## What this task involves
Copy out every line of text in the data below word for word, without the pictures.

## Data for processing
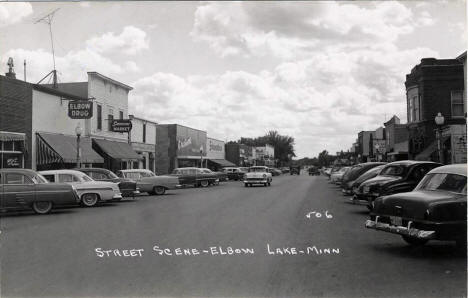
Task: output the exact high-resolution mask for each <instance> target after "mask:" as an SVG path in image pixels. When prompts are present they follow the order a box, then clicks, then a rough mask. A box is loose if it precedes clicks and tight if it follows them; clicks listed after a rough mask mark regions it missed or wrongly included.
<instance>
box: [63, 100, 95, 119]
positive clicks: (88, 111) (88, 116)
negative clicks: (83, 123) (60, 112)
mask: <svg viewBox="0 0 468 298" xmlns="http://www.w3.org/2000/svg"><path fill="white" fill-rule="evenodd" d="M68 117H70V118H71V119H90V118H92V117H93V102H92V101H88V100H74V101H70V102H69V103H68Z"/></svg>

## Result for this exercise
Task: output the exact high-resolution mask for each <instance> target after "mask:" as an SVG path in image pixels. When prompts are present they follow the order a box, then clicks, then a rough mask. A box is loose if it precedes clicks and tight if it follows them; clicks listed after a rough mask mark regions it missed or wrongly included.
<instance>
box: [63, 100, 95, 119]
positive clicks: (88, 111) (88, 116)
negative clicks: (83, 123) (60, 112)
mask: <svg viewBox="0 0 468 298" xmlns="http://www.w3.org/2000/svg"><path fill="white" fill-rule="evenodd" d="M68 117H70V118H71V119H90V118H92V117H93V102H92V101H88V100H74V101H70V102H69V103H68Z"/></svg>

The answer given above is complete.